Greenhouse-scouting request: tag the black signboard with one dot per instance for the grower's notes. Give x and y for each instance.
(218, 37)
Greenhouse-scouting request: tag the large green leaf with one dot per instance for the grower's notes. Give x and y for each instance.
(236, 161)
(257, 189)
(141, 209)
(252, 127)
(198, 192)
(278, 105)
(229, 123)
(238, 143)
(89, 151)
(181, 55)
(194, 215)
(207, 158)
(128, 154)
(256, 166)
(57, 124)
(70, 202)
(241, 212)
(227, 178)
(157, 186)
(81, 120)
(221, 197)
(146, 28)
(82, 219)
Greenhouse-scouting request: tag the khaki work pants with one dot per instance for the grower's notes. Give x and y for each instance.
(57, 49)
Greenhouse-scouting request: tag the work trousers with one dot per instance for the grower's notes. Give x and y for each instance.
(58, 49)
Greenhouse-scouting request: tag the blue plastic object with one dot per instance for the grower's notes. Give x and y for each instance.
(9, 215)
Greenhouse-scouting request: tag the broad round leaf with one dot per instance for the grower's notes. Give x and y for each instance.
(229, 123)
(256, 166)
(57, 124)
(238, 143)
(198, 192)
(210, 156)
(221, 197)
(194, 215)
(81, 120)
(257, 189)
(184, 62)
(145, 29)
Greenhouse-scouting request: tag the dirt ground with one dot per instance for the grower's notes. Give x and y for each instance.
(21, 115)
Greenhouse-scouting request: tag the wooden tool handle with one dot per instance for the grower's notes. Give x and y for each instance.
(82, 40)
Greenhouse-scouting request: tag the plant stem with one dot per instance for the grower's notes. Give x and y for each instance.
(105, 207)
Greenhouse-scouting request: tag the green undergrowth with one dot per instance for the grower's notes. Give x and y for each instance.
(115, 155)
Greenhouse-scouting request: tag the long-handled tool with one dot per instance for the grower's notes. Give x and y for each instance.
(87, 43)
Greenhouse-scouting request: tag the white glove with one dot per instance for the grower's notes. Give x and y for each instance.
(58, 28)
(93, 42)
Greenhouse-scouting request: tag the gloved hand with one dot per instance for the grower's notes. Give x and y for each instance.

------------------------------------------------

Exercise instructions: Output the line that contains "Greenhouse-scouting request: tag the broad", followed by every later line in the listing, with no line omitted and none added.

Answer to this exercise:
Greenhouse-scouting request: tag the broad round leaf with one dot per instance for the grower's notes. Give x and y for each instance.
(229, 123)
(256, 166)
(57, 124)
(238, 143)
(198, 192)
(210, 156)
(221, 197)
(194, 215)
(81, 120)
(257, 189)
(184, 62)
(145, 29)
Greenhouse-scouting request: tag the dirt ground with one dot per instance for the grower's notes. Give x and y for each instance.
(21, 115)
Greenhouse-scouting request: tag the wooden tool handle with one dot per instance for the grower's notes. Give x and y for each instance.
(82, 40)
Greenhouse-scouting request: tag the plant stem with one dot per instance for the grower's notes. Give x and y for each instance.
(105, 207)
Greenhouse-scouting request: tag the green undergrowth with one dot per instance for the grower's notes. Give x and y for each instance.
(115, 155)
Greenhouse-scouting request: tag the long-handled tool with one dot per instance for the grower's notes. Give x and y for each instance.
(87, 43)
Greenhouse-scouting request: tag the white glove with one dot per instance for the grower's notes. Give x and y for each instance.
(58, 28)
(93, 42)
Greenhouse-scouting request: tag the gloved hand with one dot per instance for the grower's notes. Give x and y for each instance.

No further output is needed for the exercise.